▸ **Exercise**: Rewrite the material from its first line through the line containing "positive clicks: (262, 297)", switching every "clicks" to "taps" and leaving all other text unchanged.

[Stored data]
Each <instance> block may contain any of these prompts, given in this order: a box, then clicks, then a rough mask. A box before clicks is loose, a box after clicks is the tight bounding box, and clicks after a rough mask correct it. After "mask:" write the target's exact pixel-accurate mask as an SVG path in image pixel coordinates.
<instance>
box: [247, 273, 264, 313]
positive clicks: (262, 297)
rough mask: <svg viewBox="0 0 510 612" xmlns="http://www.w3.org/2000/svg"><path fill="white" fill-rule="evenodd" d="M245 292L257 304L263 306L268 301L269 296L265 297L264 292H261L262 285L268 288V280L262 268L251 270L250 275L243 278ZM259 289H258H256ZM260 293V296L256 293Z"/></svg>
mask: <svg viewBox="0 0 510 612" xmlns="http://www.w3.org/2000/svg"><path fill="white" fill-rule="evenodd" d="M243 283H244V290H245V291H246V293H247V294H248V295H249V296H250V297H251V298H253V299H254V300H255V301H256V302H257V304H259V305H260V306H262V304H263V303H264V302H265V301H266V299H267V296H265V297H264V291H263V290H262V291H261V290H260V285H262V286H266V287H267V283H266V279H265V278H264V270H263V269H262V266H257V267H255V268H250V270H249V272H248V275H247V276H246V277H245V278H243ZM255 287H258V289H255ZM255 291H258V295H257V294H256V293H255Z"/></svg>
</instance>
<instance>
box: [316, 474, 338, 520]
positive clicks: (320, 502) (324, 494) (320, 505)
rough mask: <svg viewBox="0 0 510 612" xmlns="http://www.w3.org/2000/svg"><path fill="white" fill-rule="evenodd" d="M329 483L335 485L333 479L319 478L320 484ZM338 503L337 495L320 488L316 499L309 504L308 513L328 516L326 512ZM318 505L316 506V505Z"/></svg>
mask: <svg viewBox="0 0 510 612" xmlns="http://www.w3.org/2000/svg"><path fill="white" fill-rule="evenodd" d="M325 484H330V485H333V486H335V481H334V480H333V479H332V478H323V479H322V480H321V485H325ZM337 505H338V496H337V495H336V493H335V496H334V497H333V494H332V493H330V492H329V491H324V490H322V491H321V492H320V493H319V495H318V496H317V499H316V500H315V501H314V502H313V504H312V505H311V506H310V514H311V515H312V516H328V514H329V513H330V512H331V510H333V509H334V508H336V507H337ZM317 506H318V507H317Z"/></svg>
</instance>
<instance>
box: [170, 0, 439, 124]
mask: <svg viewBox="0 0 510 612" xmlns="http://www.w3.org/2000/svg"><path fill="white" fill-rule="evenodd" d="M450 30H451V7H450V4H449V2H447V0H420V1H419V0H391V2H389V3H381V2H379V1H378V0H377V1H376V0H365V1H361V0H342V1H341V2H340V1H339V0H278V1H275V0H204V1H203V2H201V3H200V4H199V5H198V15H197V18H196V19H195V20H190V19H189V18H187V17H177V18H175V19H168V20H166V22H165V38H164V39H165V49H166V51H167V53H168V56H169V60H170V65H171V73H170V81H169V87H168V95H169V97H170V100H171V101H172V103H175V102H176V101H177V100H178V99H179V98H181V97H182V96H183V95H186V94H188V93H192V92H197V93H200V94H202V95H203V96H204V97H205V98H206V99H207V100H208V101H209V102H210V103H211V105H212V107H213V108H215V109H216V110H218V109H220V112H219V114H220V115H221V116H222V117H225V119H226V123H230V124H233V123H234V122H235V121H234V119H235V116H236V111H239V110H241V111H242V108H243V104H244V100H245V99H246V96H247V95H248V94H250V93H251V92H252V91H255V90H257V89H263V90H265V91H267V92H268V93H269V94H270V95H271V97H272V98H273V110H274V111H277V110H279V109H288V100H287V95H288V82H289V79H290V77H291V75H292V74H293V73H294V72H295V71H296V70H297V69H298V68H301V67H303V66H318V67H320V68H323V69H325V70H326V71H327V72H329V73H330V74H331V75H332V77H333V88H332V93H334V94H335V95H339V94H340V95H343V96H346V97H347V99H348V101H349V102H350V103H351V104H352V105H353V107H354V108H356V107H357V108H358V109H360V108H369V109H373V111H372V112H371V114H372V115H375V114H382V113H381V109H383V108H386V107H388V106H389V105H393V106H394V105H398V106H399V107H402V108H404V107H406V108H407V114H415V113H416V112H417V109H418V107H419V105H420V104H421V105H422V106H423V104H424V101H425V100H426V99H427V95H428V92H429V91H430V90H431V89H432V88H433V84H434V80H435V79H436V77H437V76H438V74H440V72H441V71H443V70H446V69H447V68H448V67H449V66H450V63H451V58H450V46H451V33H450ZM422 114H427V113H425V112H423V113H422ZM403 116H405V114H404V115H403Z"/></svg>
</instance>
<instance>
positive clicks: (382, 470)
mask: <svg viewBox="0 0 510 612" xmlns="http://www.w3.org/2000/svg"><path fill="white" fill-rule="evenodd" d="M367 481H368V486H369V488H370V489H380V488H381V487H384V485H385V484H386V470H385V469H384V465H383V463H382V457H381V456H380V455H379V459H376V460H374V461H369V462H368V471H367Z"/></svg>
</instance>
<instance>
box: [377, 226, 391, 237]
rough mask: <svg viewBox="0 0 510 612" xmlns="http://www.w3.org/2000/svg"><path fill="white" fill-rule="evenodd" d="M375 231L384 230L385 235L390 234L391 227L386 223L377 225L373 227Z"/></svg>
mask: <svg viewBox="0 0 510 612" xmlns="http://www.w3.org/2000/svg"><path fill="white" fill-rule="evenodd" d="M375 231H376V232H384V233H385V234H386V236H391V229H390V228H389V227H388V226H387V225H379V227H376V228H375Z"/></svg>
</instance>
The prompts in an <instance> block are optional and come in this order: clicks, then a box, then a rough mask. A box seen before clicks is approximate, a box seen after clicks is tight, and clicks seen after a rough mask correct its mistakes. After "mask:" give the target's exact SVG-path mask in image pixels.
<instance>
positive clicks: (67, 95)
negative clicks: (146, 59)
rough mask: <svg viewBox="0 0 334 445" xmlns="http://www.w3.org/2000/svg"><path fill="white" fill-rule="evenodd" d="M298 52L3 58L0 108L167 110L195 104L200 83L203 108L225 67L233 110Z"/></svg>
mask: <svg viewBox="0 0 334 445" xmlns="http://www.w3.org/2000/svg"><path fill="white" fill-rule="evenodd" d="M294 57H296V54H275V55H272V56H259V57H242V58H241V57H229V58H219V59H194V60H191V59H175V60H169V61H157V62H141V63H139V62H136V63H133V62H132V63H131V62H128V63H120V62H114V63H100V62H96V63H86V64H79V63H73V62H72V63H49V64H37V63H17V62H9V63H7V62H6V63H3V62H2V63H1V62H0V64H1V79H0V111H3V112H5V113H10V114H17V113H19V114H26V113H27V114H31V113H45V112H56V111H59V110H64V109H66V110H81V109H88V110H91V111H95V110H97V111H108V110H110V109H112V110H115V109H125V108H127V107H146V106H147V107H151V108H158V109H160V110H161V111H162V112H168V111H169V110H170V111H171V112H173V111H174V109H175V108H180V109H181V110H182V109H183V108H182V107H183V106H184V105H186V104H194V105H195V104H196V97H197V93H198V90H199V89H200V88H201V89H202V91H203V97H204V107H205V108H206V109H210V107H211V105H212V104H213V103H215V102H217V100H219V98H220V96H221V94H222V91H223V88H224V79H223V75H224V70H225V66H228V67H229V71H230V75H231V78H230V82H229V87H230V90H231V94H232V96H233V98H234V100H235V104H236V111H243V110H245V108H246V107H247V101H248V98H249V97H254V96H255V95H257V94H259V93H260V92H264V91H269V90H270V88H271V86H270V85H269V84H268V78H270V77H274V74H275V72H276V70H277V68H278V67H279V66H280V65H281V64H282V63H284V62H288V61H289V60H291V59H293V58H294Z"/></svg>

▸ **Written solution**:
Each <instance> block may contain any of these prompts, given in this order: a box, then taps, then a rough mask. A box before taps is loose, a box after taps is the tight bounding box, and taps after a rough mask correct it. After "mask:" write the target's exact pixel-accurate mask as an SVG path in image pixel coordinates.
<instance>
box: [247, 273, 264, 313]
positive taps: (262, 297)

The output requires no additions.